Throughout most of history, especially the Christian era, health, education and welfare were the province of religious bodies. They were considered among the intangibles that were meant to be done in God's name. In biblical times, a man was not considered educated unless he was versed in scripture. The gospels tell us of how Jesus astonished the temple elders with his knowledge of scripture, especially being from Nazareth, a backwoods kind of area.

During the Middle Ages, monasteries were the repositories of knowledge, much akin to the function our colleges and universities serve today. There is little doubt that without the tedious work of copying manuscripts, much of the literature of antiquity would have been lost. It's no accident that schools began as ecclesiastic functions. Most major colleges and universities were founded by religious groups.

=== Dataset extract ===
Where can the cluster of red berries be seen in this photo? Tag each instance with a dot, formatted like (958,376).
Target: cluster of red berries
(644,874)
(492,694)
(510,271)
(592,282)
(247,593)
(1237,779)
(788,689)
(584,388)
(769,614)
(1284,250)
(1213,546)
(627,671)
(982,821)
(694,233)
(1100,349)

=== Questions to answer ===
1. Repeat word for word the part of the passage on religion and learning that opens with the words containing "Throughout most of" and closes with "by religious groups.".
2. In the passage on religion and learning, what served as the repositories of knowledge during the Middle Ages?
3. Pick up the passage on religion and learning after its final sentence and carry it forward.

=== Responses per task ===
1.
Throughout most of history, especially the Christian era, health, education and welfare were the province of religious bodies. They were considered among the intangibles that were meant to be done in God's name. In biblical times, a man was not considered educated unless he was versed in scripture. The gospels tell us of how Jesus astonished the temple elders with his knowledge of scripture, especially being from Nazareth, a backwoods kind of area.

During the Middle Ages, monasteries were the repositories of knowledge, much akin to the function our colleges and universities serve today. There is little doubt that without the tedious work of copying manuscripts, much of the literature of antiquity would have been lost. It's no accident that schools began as ecclesiastic functions. Most major colleges and universities were founded by religious groups.

2. Monasteries

3.
In most European religions, there are orders of nuns and monks that were organized for teaching and there were many convents that were founded for nursing. Of course, many orders were founded to assist the poor. The Bible emphasizes the importance of charity towards our fellow man. The existence of the various hospitals named for saints, the Presbyterian, Baptist or Episcopal Medical Centers, the Miriams and Mt. Sinais, etc. are testaments to the importance of religion in the provision of health care. And every religion has a tradition of providing for the poor.

So into this steps man and his religion, government. The first inroad has usually been education. In the United States, it was in Dorchester, Massachusetts. Welfare followed and now health care. The gospels tell us that Jesus said to render unto Caesar, the things which are Caesar's and unto God the things that are God's. The problem is that Caesar has never been content with what is his and always must take from God the things that are rightfully God's. Thus, government has to not only invaded God's realm but eliminate Him and we are led to where we are today.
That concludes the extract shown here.